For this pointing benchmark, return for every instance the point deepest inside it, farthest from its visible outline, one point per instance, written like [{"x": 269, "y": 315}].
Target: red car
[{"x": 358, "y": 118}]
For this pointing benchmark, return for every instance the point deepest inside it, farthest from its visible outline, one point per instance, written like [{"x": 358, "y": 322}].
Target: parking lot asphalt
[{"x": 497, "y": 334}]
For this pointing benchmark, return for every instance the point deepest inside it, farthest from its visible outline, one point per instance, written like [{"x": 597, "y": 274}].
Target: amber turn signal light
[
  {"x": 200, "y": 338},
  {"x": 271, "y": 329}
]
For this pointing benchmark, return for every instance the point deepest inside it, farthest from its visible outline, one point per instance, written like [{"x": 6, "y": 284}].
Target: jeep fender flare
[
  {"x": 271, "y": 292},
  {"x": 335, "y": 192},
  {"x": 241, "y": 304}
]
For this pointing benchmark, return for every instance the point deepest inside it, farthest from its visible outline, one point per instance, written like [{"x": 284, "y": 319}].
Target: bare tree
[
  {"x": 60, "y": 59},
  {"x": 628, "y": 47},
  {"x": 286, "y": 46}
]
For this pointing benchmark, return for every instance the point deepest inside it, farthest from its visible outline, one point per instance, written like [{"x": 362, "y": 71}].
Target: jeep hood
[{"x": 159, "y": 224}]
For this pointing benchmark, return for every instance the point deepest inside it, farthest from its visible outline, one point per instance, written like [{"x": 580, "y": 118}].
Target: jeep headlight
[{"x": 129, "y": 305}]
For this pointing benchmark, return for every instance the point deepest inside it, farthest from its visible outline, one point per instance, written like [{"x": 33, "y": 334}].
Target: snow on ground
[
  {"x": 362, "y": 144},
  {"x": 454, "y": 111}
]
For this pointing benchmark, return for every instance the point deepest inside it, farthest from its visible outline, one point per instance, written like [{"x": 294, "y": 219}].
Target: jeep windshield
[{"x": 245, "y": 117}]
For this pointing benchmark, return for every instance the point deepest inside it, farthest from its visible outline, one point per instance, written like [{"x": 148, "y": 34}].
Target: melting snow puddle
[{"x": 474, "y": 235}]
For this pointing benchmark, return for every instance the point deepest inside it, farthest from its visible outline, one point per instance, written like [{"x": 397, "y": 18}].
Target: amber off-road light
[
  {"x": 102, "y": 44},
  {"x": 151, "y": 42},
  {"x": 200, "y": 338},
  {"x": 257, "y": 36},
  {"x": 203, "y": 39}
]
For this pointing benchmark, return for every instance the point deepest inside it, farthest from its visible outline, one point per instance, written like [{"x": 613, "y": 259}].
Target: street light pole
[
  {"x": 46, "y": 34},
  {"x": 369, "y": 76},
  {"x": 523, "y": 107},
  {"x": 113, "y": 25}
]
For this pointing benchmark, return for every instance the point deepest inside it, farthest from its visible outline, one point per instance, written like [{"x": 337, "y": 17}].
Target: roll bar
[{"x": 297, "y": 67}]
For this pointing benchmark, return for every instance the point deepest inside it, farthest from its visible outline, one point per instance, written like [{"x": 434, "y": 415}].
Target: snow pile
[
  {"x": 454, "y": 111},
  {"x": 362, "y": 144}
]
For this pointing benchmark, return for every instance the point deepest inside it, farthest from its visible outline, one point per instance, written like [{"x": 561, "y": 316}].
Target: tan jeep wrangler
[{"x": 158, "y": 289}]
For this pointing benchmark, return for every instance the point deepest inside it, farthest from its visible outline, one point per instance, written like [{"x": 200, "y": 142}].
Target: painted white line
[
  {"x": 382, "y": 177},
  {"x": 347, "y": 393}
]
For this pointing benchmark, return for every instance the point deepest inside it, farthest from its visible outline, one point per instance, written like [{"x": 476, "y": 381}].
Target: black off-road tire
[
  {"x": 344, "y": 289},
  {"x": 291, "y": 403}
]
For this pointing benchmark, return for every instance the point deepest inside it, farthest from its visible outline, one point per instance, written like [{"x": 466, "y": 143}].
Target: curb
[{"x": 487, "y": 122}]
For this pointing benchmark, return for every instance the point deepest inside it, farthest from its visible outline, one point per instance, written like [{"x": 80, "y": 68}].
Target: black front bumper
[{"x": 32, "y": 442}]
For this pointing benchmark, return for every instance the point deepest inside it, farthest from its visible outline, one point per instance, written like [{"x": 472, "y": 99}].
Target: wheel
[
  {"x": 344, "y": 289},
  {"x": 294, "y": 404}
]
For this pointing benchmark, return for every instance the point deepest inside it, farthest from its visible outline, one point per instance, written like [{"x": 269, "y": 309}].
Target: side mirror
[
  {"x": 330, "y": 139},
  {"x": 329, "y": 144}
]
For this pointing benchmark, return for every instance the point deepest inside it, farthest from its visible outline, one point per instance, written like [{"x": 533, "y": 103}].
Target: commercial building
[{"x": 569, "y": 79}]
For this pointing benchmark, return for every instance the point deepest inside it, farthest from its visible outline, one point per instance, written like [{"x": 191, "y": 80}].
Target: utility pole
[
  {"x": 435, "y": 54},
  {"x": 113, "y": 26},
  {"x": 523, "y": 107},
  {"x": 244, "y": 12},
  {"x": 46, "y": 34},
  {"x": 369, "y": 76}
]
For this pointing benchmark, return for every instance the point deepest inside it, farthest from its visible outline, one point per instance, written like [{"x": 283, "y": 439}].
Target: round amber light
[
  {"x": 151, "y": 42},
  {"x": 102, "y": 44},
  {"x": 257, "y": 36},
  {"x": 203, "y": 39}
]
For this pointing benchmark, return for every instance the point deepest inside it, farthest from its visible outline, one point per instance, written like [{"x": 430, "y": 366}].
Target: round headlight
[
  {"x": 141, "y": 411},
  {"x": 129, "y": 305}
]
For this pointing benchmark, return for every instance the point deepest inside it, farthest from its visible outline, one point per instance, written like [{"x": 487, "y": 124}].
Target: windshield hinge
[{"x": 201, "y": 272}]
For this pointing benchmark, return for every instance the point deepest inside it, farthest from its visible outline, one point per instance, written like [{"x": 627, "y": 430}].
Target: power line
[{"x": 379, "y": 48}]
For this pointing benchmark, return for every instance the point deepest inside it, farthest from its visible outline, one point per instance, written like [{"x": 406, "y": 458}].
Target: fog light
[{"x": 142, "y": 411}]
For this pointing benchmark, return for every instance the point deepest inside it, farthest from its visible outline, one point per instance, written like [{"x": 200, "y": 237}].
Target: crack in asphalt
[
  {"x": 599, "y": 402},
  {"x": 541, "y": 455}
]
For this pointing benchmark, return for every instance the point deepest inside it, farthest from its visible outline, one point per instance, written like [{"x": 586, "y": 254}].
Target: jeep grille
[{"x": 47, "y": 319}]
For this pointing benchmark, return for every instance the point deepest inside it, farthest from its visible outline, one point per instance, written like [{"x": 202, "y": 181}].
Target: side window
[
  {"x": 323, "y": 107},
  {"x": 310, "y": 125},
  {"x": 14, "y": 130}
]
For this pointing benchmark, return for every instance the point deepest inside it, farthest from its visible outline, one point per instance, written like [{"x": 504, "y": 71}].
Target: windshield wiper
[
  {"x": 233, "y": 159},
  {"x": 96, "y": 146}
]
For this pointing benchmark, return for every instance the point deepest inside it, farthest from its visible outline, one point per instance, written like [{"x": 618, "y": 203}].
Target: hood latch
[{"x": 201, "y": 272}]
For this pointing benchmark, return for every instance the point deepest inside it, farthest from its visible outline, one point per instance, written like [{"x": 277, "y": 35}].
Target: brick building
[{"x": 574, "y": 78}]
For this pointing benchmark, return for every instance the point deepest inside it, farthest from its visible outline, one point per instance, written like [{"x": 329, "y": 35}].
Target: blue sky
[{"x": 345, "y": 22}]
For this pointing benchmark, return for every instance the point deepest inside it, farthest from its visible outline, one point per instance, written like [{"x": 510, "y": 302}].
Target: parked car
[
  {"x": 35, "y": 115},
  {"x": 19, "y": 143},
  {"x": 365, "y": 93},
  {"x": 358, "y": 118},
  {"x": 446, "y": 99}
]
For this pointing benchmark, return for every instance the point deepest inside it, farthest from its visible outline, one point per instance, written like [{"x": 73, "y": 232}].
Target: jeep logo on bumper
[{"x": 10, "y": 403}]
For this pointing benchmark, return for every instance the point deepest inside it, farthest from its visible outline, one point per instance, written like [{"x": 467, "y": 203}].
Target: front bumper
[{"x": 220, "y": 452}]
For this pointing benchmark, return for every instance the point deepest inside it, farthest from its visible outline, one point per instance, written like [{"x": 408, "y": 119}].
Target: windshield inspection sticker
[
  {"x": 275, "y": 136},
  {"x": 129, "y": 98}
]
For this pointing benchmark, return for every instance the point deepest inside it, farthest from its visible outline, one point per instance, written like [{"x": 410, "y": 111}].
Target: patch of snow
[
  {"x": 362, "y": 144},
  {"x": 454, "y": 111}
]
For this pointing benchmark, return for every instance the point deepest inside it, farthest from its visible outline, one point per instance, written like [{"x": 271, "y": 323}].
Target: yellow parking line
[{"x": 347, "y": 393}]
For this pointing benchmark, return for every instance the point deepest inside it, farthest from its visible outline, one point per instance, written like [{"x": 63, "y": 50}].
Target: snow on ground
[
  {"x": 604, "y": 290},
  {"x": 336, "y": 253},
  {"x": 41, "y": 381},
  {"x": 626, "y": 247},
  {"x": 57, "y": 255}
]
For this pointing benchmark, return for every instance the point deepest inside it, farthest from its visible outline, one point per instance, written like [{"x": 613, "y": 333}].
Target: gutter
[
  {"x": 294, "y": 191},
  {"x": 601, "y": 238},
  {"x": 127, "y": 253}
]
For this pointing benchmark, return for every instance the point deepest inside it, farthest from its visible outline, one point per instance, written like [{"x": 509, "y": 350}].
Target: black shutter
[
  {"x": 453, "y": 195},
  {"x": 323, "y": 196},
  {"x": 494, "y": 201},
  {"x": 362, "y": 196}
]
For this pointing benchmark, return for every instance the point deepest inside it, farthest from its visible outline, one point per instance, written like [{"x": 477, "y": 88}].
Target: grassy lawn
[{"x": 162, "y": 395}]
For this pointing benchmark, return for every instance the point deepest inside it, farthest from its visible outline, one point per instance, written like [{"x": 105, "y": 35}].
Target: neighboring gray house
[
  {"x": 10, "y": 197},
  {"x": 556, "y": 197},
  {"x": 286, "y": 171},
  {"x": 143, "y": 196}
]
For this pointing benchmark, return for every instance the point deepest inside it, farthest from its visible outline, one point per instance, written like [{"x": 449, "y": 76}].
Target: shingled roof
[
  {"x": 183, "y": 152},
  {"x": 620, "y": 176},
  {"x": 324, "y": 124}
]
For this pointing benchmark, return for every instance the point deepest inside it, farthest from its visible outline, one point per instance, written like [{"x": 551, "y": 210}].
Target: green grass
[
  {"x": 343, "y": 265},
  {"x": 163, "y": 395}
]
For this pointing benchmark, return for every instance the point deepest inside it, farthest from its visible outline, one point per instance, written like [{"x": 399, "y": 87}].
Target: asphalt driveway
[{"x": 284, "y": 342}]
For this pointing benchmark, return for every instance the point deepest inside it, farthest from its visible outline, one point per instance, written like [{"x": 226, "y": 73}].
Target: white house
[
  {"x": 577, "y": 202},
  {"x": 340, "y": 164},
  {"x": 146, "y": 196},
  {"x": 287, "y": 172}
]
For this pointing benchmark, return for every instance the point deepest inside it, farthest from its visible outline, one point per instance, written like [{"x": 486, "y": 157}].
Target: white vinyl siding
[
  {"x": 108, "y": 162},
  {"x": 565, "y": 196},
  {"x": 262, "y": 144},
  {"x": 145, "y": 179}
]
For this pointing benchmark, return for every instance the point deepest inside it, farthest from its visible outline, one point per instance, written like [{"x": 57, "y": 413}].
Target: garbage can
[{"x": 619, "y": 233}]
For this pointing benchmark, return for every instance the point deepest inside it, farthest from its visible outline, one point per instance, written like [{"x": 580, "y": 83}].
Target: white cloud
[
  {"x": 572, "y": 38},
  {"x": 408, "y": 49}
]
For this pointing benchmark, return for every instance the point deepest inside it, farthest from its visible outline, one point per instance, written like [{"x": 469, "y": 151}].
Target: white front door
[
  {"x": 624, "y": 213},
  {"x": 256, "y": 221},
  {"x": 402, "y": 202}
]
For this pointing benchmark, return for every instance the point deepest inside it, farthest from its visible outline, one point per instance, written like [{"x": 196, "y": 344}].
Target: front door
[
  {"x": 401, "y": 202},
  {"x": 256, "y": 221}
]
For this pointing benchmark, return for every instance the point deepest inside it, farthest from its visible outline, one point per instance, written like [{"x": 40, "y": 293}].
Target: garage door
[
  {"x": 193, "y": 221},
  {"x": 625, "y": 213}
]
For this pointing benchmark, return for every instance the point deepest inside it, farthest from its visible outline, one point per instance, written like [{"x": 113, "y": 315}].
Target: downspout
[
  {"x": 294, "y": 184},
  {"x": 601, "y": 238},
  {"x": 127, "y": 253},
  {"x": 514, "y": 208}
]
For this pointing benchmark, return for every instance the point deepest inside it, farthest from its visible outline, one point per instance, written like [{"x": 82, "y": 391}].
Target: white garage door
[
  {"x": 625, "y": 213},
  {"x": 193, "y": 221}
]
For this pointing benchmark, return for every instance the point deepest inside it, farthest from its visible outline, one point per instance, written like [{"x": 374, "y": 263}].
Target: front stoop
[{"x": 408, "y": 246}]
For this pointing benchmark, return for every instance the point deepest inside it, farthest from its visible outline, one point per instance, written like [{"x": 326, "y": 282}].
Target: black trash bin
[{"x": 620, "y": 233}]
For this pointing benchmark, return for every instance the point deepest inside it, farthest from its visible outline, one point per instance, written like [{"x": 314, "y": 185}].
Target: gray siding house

____

Exercise directions - List each line in the data above that contains the string "headlight", copied in full.

Solution to the exercise -
Target: jeep headlight
Target: round headlight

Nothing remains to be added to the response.